══ MATERIAL PROVIDED ══
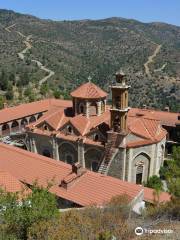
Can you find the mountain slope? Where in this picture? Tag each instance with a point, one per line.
(148, 53)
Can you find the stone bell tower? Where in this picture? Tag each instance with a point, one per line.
(120, 107)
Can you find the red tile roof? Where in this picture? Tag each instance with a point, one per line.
(10, 183)
(57, 119)
(166, 118)
(89, 91)
(91, 188)
(28, 109)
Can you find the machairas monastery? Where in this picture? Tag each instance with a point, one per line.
(126, 144)
(114, 141)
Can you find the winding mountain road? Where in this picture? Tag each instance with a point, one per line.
(161, 68)
(151, 60)
(28, 45)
═══
** WORK TO COMPLETE **
Write out every line of the entries above without any change, leaving out the pictures.

** FULL OUTPUT **
Can you find the mountain slope? Where in this picture? Tag each instance with a point, one per line.
(148, 53)
Can you find the stone bell tower? Where in this picture? Tag each instance with a point, one per line.
(120, 107)
Can you find the red tile roof? Where in this picture? Tag each instance with a point, one per line.
(10, 183)
(57, 119)
(166, 118)
(89, 91)
(91, 188)
(28, 109)
Can you find the machairas monastery? Where in this picture? Tag each instance with a point, one per line.
(126, 144)
(114, 141)
Can you find the winding mountain road? Where in this picture? Tag each instance with a point, one per line.
(161, 68)
(151, 60)
(28, 45)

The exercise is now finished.